**Selected text:**
* * * * * * *
Is this you?
You run your own Amazon business. Under $500/month on ads. You want tools, not a dependency. The Free tier gives you eight-tier health scoring, ACoS heatmaps, cross-campaign dedup detection, and a 7-day audit history — on up to three campaigns, forever.
Amazon advertising basics
If you sell products on Amazon, advertising is one of the most direct ways to get your listing in front of shoppers. The most common ad type — and the one bddr.ai focuses on — is Sponsored Products. These are pay-per-click (PPC) ads that appear in Amazon search results and on product detail pages.
The key idea is simple: you only pay when someone clicks your ad. If your ad shows up and nobody clicks it, it costs you nothing. That click then takes the shopper to your product listing, where they can buy.
How the auction works
Every time a shopper searches on Amazon, an auction happens in milliseconds. You set a bid — the maximum you're willing to pay for a single click. Amazon looks at every advertiser's bid for that search term, factors in the relevance of each product, and picks the winners. Higher bids and more relevant products win better ad placements.
* * * * * * *
**Exercise:** Pick up the Amazon advertising page after its final sentence and write the next part. The records that follow are separate material, unrelated to the Amazon advertising page.

**Dataset content:**
* * * * * * *
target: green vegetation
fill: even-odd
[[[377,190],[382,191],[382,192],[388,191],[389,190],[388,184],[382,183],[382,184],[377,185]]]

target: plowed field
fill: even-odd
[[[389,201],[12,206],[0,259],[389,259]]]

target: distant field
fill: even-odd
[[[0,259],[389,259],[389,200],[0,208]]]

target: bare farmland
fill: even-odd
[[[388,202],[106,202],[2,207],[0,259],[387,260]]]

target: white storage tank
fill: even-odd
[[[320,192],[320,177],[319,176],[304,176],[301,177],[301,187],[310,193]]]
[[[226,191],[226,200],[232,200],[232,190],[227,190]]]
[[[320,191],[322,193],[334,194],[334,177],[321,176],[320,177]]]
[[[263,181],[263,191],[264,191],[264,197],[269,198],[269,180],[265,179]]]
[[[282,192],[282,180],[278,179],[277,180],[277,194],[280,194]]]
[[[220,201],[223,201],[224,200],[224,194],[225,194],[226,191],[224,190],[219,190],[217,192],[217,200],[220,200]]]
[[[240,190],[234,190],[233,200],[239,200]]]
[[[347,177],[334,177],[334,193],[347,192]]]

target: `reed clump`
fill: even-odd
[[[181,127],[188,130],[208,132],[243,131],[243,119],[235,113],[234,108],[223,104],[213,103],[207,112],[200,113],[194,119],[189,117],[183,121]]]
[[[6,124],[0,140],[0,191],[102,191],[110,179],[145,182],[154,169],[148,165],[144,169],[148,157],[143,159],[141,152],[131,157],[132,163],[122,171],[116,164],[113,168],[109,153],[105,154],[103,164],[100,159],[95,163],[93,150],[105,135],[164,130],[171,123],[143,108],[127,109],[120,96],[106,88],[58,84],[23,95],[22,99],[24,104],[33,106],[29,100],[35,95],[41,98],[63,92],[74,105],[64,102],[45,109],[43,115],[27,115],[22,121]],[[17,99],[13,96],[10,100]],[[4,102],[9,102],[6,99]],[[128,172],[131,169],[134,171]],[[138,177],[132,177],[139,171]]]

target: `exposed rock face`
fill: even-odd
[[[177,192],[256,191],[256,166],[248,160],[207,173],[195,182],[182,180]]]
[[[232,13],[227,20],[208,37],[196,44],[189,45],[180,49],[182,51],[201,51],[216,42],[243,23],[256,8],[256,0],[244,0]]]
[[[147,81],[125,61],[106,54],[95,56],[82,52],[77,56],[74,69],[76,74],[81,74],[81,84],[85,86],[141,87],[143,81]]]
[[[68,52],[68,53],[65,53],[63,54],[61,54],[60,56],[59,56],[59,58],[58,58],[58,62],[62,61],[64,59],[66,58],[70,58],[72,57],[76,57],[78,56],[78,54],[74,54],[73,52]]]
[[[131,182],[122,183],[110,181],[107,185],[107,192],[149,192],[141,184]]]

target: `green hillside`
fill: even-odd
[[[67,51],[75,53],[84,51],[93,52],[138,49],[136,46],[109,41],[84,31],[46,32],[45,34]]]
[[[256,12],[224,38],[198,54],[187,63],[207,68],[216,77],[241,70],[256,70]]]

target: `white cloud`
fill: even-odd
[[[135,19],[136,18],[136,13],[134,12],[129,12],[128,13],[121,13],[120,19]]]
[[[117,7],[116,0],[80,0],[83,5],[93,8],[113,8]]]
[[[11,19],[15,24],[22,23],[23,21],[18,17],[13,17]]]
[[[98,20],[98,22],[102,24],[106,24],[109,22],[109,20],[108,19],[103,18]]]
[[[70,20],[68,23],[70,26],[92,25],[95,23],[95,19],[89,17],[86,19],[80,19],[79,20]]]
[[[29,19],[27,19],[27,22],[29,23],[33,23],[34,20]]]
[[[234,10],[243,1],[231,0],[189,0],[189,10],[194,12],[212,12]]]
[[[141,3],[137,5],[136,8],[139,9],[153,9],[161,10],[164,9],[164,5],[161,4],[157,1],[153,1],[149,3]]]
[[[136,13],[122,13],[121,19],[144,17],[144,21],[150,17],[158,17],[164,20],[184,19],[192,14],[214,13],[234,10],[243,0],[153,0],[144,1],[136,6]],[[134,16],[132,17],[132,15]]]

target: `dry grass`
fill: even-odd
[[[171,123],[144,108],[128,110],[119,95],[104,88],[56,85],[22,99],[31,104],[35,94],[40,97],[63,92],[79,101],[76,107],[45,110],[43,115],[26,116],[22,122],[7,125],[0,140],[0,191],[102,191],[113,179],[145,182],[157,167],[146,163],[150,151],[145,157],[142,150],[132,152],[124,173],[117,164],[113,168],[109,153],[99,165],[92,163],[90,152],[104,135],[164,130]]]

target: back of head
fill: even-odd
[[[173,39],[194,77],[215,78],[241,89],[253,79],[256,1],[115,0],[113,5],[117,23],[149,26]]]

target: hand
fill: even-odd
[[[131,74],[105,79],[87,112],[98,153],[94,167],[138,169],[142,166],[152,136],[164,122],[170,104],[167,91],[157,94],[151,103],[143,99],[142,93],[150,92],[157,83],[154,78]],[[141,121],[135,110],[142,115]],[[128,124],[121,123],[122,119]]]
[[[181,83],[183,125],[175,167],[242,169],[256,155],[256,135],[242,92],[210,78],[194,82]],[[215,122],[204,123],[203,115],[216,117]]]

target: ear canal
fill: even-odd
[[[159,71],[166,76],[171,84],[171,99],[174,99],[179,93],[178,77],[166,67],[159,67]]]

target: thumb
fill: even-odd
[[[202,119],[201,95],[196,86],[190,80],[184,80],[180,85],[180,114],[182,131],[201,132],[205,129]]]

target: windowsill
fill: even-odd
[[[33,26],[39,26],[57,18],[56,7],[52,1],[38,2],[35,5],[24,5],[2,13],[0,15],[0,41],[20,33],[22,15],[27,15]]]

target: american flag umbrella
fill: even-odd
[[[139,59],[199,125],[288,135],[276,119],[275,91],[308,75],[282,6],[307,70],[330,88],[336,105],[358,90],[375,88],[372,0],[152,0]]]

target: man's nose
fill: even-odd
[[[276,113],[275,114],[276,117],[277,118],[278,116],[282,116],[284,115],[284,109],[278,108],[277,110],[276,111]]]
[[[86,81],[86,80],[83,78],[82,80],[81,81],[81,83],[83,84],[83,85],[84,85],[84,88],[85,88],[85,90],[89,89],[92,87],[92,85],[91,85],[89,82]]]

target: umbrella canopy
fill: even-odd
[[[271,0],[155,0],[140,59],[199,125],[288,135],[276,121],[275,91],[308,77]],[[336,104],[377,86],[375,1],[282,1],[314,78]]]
* * * * * * *
**Answer for this exercise:**
You won't always pay your full bid. Amazon uses a second-price auction, so you typically pay just slightly more than the next highest bidder. If you bid $1.00 and the next bidder offers $0.60, you might pay $0.61.
Campaign structure
Amazon organizes your ads in a hierarchy:
- Campaigns — The top level. Each campaign has its own daily budget and settings.
- Ad Groups — Sit inside campaigns. They group related products and the keywords targeting them.
- Targets — The actual keywords, product targets, or auto targets that trigger your ads. This is where the action happens.
Match types
When you add a keyword to your campaign, you choose a match type that controls how broadly Amazon matches your ad to shopper searches:
- Exact — Your ad shows only when someone searches for that precise phrase (or very close variants). "Dog bowl" matches "dog bowl" and "dog bowls," but not "large dog bowl."
- Phrase — Your ad shows when the search contains your phrase in order. "Dog bowl" matches "large dog bowl" and "dog bowl ceramic," but not "bowl for dogs."
- Broad — Your ad shows for related searches. "Dog bowl" could match "puppy water dish" or "pet feeding bowl."
- Auto — You don't pick keywords at all. Amazon decides which searches and products are relevant and shows your ad automatically.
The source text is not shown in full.